What you will do: Please report every line in the entries that contains the string "tree".

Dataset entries
------

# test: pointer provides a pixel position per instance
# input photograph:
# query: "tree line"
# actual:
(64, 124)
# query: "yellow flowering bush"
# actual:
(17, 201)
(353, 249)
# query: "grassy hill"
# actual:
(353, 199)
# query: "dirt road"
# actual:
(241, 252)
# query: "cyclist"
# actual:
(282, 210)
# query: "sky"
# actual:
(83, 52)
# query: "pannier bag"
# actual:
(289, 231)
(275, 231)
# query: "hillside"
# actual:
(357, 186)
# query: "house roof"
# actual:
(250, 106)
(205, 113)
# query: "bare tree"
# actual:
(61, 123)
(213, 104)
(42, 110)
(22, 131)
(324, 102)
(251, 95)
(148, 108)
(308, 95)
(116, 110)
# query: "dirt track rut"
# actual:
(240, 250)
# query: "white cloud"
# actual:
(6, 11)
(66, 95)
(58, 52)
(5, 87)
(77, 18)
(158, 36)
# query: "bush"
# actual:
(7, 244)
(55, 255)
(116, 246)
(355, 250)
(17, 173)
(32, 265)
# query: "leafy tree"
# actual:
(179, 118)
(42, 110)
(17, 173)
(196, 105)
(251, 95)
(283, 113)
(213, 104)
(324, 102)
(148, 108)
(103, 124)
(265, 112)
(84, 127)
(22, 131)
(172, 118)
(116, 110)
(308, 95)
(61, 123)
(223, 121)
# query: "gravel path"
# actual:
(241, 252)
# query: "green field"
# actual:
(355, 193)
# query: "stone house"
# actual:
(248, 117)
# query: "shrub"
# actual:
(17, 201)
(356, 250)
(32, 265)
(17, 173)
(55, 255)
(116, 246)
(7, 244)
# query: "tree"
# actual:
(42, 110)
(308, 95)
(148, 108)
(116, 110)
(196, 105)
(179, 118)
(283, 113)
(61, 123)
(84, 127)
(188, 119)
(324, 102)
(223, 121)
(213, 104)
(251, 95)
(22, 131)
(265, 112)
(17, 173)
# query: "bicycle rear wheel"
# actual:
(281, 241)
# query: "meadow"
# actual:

------

Answer section:
# query: "tree line"
# query: "bare tree"
# query: "leafy tree"
# query: "tree"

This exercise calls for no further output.